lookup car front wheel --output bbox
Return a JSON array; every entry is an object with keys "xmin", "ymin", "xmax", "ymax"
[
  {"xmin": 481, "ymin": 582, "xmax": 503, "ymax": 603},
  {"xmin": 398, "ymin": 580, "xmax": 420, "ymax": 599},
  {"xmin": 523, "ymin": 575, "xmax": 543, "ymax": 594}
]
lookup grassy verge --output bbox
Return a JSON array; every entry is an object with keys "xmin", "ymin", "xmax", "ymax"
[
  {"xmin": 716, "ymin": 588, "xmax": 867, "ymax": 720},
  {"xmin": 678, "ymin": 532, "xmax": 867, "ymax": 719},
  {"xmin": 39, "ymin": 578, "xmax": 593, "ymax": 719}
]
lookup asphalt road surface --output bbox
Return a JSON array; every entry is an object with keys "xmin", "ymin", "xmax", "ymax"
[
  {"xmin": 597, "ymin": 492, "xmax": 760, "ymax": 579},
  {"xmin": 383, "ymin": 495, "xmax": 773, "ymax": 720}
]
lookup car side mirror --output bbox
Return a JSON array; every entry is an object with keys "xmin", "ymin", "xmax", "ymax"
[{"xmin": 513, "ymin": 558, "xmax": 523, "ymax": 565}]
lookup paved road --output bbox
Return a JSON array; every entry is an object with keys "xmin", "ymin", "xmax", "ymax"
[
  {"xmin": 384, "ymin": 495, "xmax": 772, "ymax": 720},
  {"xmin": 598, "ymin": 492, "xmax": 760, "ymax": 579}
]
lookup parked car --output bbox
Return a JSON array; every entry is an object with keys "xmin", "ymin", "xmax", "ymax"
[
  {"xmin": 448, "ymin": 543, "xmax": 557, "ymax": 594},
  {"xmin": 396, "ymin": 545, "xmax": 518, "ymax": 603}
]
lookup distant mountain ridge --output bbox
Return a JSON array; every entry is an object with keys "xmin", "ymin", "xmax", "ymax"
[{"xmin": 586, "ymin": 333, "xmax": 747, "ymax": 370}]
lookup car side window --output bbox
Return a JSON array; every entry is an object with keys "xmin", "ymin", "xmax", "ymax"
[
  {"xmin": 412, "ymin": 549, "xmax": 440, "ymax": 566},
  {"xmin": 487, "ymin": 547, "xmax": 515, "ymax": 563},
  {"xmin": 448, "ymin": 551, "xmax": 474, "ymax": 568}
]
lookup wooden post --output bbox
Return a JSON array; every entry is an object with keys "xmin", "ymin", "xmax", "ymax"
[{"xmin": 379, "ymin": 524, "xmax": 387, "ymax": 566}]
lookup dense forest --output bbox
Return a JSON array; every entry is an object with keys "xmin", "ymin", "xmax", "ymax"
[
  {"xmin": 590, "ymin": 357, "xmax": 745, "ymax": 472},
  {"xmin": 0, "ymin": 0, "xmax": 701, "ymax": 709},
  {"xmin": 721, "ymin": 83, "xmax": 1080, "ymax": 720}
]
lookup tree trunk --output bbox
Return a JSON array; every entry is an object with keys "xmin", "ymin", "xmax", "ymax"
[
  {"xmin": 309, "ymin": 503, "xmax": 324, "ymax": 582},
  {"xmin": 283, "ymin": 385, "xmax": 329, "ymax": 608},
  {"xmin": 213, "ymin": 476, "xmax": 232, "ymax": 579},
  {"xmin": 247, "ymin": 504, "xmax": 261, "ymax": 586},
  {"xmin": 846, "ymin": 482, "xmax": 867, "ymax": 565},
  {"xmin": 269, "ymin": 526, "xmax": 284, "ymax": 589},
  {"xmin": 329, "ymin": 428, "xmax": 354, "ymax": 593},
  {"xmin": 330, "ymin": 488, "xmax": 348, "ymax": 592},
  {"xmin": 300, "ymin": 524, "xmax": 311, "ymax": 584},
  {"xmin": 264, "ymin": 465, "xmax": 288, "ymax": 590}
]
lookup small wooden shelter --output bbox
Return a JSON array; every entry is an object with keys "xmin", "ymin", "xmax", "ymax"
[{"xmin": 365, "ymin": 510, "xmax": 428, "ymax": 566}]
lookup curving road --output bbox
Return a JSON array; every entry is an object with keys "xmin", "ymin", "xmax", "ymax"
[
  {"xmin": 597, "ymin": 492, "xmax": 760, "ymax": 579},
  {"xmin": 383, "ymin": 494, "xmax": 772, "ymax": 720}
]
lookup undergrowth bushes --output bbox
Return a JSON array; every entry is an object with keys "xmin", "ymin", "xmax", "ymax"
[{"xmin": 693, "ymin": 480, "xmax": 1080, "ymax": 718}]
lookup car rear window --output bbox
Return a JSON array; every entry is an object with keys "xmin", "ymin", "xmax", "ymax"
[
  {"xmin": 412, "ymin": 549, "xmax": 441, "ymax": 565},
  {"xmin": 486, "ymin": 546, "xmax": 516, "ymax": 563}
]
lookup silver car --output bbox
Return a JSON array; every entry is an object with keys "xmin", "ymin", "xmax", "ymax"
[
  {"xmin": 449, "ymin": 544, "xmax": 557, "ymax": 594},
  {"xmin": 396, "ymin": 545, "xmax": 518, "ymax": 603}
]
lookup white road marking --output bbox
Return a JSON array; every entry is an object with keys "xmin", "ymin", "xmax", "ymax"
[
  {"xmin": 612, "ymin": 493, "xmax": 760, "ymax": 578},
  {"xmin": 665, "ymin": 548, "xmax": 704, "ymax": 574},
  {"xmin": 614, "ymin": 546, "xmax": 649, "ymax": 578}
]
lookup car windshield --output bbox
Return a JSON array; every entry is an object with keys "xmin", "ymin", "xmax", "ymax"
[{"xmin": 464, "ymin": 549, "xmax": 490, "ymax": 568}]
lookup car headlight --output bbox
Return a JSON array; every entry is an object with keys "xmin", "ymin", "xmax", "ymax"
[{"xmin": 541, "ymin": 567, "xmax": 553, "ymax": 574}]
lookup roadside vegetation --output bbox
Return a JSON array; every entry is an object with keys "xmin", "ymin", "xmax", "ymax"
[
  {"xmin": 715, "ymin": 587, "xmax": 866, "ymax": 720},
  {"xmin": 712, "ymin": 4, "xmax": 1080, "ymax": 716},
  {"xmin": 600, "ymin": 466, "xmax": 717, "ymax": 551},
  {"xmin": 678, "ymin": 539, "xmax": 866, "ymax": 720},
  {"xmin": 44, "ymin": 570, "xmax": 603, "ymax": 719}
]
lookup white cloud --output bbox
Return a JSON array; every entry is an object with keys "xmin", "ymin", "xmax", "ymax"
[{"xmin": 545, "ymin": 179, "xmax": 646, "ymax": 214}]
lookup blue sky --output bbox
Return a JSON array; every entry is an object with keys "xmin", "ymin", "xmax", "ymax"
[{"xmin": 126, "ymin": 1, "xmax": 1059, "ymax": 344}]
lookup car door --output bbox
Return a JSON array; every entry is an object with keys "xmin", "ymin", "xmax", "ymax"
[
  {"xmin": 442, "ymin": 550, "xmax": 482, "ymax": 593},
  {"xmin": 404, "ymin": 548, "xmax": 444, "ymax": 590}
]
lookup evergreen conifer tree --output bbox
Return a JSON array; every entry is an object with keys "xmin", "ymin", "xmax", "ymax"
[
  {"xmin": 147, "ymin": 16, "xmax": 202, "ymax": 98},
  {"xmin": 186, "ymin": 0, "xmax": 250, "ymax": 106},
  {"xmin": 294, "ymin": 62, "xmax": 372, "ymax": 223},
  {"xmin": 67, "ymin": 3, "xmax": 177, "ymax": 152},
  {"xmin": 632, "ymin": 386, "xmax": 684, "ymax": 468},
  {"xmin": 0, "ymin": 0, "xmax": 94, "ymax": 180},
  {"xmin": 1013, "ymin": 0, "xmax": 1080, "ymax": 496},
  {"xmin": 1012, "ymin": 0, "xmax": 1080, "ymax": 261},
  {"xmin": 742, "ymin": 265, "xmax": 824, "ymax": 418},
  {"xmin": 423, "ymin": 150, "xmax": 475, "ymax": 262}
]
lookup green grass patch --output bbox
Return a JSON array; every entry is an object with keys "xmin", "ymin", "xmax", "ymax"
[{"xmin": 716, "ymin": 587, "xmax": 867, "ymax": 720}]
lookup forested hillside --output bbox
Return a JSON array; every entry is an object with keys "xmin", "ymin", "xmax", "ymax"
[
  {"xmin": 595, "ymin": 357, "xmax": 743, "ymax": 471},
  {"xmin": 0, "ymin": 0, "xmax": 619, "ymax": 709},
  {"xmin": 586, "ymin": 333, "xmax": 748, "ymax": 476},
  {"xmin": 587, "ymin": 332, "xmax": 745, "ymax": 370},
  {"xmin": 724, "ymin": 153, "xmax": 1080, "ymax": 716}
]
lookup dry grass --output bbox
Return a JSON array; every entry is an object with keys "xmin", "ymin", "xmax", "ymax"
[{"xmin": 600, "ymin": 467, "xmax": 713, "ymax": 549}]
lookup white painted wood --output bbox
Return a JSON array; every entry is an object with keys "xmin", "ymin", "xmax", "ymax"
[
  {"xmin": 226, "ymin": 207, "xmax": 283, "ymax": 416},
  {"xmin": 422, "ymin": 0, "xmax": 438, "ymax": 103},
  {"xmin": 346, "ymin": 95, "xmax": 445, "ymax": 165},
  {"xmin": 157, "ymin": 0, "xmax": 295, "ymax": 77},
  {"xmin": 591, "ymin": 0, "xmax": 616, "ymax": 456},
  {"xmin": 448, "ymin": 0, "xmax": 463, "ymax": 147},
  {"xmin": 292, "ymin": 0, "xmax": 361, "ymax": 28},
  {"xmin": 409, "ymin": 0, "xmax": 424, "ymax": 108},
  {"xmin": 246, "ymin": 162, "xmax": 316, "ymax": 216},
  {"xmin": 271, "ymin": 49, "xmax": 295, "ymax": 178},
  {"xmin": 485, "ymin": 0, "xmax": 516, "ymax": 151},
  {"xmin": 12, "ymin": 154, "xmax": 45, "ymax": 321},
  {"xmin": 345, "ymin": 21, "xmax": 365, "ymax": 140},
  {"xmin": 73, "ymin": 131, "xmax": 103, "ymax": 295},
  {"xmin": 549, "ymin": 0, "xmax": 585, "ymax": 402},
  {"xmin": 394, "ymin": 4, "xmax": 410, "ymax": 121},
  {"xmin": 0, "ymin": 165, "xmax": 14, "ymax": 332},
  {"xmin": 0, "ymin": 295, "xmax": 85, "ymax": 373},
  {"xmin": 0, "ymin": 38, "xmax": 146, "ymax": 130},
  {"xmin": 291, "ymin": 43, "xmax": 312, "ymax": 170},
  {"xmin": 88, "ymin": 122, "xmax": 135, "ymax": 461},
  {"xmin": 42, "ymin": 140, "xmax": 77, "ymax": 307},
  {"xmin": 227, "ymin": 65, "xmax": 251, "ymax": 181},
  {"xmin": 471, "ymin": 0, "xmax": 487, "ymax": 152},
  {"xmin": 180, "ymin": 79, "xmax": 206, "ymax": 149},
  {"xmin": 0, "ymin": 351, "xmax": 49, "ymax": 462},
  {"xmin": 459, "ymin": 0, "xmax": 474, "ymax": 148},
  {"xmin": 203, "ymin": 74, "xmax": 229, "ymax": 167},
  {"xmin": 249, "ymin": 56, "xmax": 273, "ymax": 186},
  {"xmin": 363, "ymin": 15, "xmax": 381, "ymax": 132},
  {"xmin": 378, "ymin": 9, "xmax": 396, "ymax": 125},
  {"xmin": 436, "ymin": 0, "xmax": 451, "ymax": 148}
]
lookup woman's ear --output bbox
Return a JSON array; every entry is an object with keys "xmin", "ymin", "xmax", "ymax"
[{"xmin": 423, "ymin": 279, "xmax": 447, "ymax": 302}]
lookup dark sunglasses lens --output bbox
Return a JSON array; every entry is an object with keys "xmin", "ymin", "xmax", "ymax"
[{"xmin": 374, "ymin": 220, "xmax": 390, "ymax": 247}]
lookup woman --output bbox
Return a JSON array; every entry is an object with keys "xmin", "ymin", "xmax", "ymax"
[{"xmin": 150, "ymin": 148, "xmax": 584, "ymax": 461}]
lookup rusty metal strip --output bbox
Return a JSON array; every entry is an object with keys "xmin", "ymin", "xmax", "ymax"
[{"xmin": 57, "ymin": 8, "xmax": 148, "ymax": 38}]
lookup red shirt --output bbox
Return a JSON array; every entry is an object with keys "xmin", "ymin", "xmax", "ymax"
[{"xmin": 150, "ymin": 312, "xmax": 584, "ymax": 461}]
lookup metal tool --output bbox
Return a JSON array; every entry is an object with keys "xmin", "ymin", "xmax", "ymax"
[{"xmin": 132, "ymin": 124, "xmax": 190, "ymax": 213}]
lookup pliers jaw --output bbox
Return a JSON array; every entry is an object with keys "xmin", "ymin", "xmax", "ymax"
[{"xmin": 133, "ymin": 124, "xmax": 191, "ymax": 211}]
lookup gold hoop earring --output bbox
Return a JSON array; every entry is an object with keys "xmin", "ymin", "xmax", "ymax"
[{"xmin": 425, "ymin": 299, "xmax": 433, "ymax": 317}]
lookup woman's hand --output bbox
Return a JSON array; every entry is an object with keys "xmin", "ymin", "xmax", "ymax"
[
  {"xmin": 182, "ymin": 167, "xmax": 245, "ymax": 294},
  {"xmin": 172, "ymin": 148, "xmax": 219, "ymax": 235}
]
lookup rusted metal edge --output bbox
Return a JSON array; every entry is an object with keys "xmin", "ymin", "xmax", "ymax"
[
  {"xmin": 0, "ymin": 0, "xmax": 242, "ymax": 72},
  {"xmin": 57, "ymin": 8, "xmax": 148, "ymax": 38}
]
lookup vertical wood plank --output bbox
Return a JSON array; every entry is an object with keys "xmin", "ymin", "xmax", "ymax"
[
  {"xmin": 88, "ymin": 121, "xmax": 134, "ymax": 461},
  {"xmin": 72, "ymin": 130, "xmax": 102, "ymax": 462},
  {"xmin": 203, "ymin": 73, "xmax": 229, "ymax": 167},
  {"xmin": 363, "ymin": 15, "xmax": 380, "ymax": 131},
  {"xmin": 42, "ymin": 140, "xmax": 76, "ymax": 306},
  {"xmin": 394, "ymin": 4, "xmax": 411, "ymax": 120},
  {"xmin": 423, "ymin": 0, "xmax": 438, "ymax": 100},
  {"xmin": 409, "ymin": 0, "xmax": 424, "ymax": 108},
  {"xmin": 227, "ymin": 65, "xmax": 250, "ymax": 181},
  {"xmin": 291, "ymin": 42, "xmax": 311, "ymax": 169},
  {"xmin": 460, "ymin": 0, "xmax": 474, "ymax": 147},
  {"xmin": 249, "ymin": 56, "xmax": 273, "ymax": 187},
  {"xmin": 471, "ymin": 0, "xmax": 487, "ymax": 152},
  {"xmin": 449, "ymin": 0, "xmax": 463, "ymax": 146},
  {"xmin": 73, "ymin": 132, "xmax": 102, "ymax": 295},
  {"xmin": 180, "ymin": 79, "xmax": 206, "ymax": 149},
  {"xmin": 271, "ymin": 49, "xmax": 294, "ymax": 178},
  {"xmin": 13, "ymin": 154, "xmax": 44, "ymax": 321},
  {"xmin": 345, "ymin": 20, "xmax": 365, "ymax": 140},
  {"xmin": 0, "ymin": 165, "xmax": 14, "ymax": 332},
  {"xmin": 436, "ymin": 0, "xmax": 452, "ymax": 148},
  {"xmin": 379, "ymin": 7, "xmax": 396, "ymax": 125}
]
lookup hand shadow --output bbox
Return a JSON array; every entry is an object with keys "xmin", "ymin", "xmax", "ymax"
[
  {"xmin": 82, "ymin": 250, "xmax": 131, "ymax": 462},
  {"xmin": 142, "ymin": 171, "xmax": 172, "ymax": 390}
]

* * * *

## AIM OF THE TASK
Above are records; repeat only the lines starting at the line with "lookup silver car --output bbox" and ending at the line with "lookup car windshield --output bbox", exactly as they appear, both included.

## ANSWER BELOW
lookup silver car --output bbox
Return a JSON array; every entry is an object with keys "xmin", "ymin", "xmax", "ymax"
[
  {"xmin": 449, "ymin": 544, "xmax": 557, "ymax": 594},
  {"xmin": 396, "ymin": 545, "xmax": 518, "ymax": 603}
]
lookup white road marking --output bbox
Return a JSON array; every entry is an object with keys "xmin", "ymin", "xmax", "ymax"
[
  {"xmin": 612, "ymin": 493, "xmax": 760, "ymax": 578},
  {"xmin": 665, "ymin": 548, "xmax": 704, "ymax": 574},
  {"xmin": 614, "ymin": 546, "xmax": 649, "ymax": 578}
]
lookup car windshield --output bbox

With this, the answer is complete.